> [Stored data]:
=====

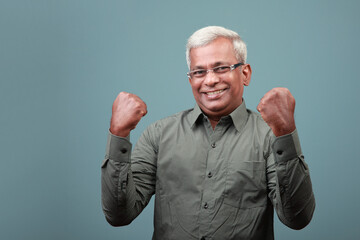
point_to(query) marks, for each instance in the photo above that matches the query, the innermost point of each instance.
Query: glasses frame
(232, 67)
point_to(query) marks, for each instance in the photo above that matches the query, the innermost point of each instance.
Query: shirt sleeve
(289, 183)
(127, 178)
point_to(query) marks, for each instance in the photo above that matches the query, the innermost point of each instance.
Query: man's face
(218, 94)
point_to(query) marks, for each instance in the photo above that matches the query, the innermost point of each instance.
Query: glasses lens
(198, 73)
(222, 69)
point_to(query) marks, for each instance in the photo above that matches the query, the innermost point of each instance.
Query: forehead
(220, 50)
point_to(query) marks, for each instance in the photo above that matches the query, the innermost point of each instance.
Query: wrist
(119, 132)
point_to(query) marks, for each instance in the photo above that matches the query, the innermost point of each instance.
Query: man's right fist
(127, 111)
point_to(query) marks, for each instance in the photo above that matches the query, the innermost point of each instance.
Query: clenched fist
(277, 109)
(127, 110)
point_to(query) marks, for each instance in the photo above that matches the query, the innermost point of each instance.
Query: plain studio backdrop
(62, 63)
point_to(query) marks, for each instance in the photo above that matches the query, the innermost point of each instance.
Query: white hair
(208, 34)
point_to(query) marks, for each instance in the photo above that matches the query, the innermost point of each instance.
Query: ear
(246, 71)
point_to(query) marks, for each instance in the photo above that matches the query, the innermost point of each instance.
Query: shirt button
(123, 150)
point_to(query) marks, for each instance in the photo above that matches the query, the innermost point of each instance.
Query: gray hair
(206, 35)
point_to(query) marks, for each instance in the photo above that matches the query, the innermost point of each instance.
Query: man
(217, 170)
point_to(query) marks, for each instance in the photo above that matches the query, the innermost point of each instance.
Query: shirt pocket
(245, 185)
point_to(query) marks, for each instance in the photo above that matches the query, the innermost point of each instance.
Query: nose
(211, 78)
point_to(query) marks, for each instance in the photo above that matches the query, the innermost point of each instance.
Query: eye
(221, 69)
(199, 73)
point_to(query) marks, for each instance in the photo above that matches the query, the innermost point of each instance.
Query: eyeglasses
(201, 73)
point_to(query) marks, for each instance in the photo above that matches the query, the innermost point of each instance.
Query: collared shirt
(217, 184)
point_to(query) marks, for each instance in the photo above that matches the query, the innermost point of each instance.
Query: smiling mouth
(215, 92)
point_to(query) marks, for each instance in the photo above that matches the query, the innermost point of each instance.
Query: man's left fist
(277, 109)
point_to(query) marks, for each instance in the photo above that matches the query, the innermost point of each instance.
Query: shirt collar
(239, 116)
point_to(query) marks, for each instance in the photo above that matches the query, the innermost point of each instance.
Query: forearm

=====

> [Work task]:
Copy the records exactly, leaving out every picture.

> [Answer to the exercise]:
point_to(query) marks, for each instance in the photo above that matches the query, the innermost point of each instance.
Query: glasses frame
(232, 67)
point_to(query) marks, for each instance in the photo above that matches the query, the innermost point of each instance.
Query: shirt sleeve
(289, 183)
(127, 178)
point_to(query) marks, for each instance in the photo above that matches the query, the innermost point of each instance.
Query: man's face
(218, 94)
point_to(query) marks, for each instance in the photo above that matches the query, the innermost point of each instance.
Query: glasses lens
(198, 73)
(222, 69)
point_to(query) marks, for each instance in the photo above that matches the query, the innermost point of each instance.
Query: forehead
(220, 50)
point_to(query) marks, for each instance in the photo above that matches the query, the innermost point of each instance.
Query: wrist
(119, 132)
point_to(query) marks, for each instance in the photo above that matches the query, the innermost point of each instance.
Query: man's right fist
(127, 111)
point_to(query) marks, for each instance in the photo above that matches the query, the innermost point of each instance.
Query: clenched fist
(277, 109)
(127, 110)
point_to(query) marks, for each instance in the photo above that matches the query, the innermost point of each instance.
Query: plain studio backdrop
(62, 63)
point_to(query) marks, for each instance in the photo above that matches the query, the innermost point of each instance.
Query: white hair
(208, 34)
point_to(query) marks, for each instance in the photo above that matches the query, the innermost point of each instance.
Query: ear
(246, 71)
point_to(query) marks, for each instance in the photo above that matches the query, the innermost point of each instance.
Query: shirt button
(123, 150)
point_to(query) marks, for each instance in the photo above that matches the query, the innermost point of each instance.
Query: gray hair
(206, 35)
point_to(query) marks, for each instance in the photo above that matches the query, the innermost point of each instance.
Query: man
(217, 170)
point_to(query) marks, for each instance in the photo above that matches the query, the innermost point of each instance.
Query: shirt pocket
(245, 185)
point_to(query) marks, for each instance in the photo above that matches the query, the innermost point of each instance.
Query: nose
(211, 78)
point_to(query) marks, for each instance in the photo above that matches the query, the innermost point of each instance.
Query: eye
(221, 69)
(199, 73)
point_to(query) marks, for each instance in the photo above that matches the query, the innermost point of each instance.
Query: eyeglasses
(201, 73)
point_to(query) marks, for each instance in the photo above that matches the query, the innermost point of each instance.
Query: collared shirt
(217, 184)
point_to(query) marks, for each instance in the photo above that matches the query, the innermost point of each instance.
Query: smiling mouth
(215, 92)
point_to(query) marks, for each instance in the photo above that matches the query, the innermost point of each instance.
Query: man's left fist
(277, 109)
point_to(query) marks, for each instance in the photo above that matches the query, the innermost point of each instance.
Query: shirt collar
(239, 116)
point_to(query) marks, for each instance in the photo above that matches the query, the innermost point of each instance.
Query: forearm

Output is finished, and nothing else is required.